BRANO DI TESTO
━━━━━━━━━━━━━━━━━━━━
Vangelo: Lc 9,28-36 Clicca per vedere le Letture (Vangelo: )

Visualizza Lc 9,28-36

28Circa otto giorni dopo questi discorsi, Gesù prese con sé Pietro, Giovanni e Giacomo e salì sul monte a pregare. 29Mentre pregava, il suo volto cambiò d’aspetto e la sua veste divenne candida e sfolgorante. 30Ed ecco, due uomini conversavano con lui: erano Mosè ed Elia, 31apparsi nella gloria, e parlavano del suo esodo, che stava per compiersi a Gerusalemme. 32Pietro e i suoi compagni erano oppressi dal sonno; ma, quando si svegliarono, videro la sua gloria e i due uomini che stavano con lui. 33Mentre questi si separavano da lui, Pietro disse a Gesù: «Maestro, è bello per noi essere qui. Facciamo tre capanne, una per te, una per Mosè e una per Elia». Egli non sapeva quello che diceva. 34Mentre parlava così, venne una nube e li coprì con la sua ombra. All’entrare nella nube, ebbero paura. 35E dalla nube uscì una voce, che diceva: «Questi è il Figlio mio, l’eletto; ascoltatelo!». 36Appena la voce cessò, restò Gesù solo. Essi tacquero e in quei giorni non riferirono a nessuno ciò che avevano visto.

Dalla Parola del giorno

"Maestro, è bello per noi essere qui. Facciamo tre capanne, una per te, una per Mosè e una per Elia."

Come vivere questa Parola?

"È bello per noi essere qui": sono i momenti in cui si fanno esperienze gratificanti di fede. Momenti in cui ci sembra che il cielo si sia fatto vicino ed è più facile, gaudioso credere. La tentazione è di voler impedire che questi attimi svaniscano. Come Pietro, Giacomo e Giovanni ci verrebbe da dire: Facciamo tre capanne". E invece il Signore ci addita un'altra strada: quella di cui aveva parlato poco prima ai discepoli e di cui tornerà a parlare poco dopo, cioè la via della croce in cui egli ci precede ma che ogni uomo è chiamato a percorrere.
━━━━━━━━━━━━━━━━━━━━
DATI DEL COMPITO
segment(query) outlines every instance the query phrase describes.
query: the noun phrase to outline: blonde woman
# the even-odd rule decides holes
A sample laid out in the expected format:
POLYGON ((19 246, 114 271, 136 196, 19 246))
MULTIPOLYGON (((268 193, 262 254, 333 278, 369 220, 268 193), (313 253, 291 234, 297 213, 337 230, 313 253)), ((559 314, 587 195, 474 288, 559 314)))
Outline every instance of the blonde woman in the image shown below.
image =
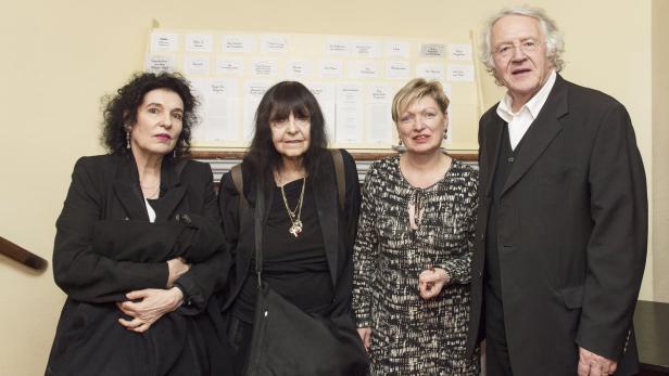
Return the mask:
POLYGON ((375 163, 354 246, 353 308, 377 375, 477 375, 466 356, 477 172, 442 150, 449 99, 415 79, 393 100, 405 152, 375 163))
━━━━━━━━━━━━━━━━━━━━
COMPITO ASSEGNATO 1
Sostituisci "blonde woman" con "red-haired woman" in tutti i record e riportali per intero senza altre modifiche. Non includere le immagini nella risposta.
COMPITO ASSEGNATO 2
Continua il commento sulla Trasfigurazione a partire dalla sua ultima frase.

RISPOSTA AL COMPITO 1
segment(query) outlines every instance the query phrase describes.
query: the noun phrase to outline: red-haired woman
# the even-odd rule decides holes
A sample laid out in the expected format:
POLYGON ((19 246, 114 271, 136 196, 19 246))
MULTIPOLYGON (((268 193, 262 254, 333 278, 369 220, 268 193), (313 253, 291 234, 297 213, 337 230, 313 253)), ((559 314, 587 195, 474 288, 559 314)))
Outline every instance of the red-haired woman in the image shown below.
image =
Return the mask:
POLYGON ((375 163, 354 246, 353 308, 377 375, 477 375, 466 356, 477 172, 442 150, 449 99, 415 79, 393 100, 405 152, 375 163))

RISPOSTA AL COMPITO 2
È quel "discorso duro" che induce molti ad abbandonare l'impresa, a ritirarsi delusi perché - come diranno i discepoli di Emmaus - "noi credevamo"... Si era andati a Dio con delle attese che riflettevano l'immagine che ci eravamo fatti di Lui: un Dio-rifugio, una specie di agenzia assicurativa che ci avrebbe messo a riparo dagli infortuni. E invece...

Benedetta disillusione che ci costringe a cercare il vero volto di Dio, che ci mette dinanzi alle esigenze forti di una fede che si va svincolando da visioni infantili.

Credere è innanzitutto riconoscere e accettare il non facile compito di "essere uomini", cioè, da un lato la nostra radicale povertà, dall'altro l'indiscussa grandezza che siamo chiamati a liberare. Un po' come da un blocco di marmo grezzo che imprigiona un'originale opera d'arte. Ci vorranno colpi di scalpello guidati da un'immagine già presente nell'artista: quell'impronta divina impressa in noi fin dalla creazione.

Altro che fede-rifugio! Siamo chiamati a rimboccarci le maniche per collaborare con Dio all'edificazione di noi stessi!

Concedimi, Signore, sprazzi di luce che mi permettano di non perdere di vista la meta, e coraggio di affrontare le asperità della salita.

La voce di un poeta, pittore e filosofo libanese

Credere è una bella cosa, ma mettere in atto le cose in cui si crede è una prova di forza. Sono molti coloro che parlano come il fragore del mare, ma la loro vita è poco profonda e stagnante come una putrida palude. Sono molti coloro che levano il capo al di sopra delle cime delle montagne, ma il loro spirito rimane addormentato nell'oscurità delle caverne.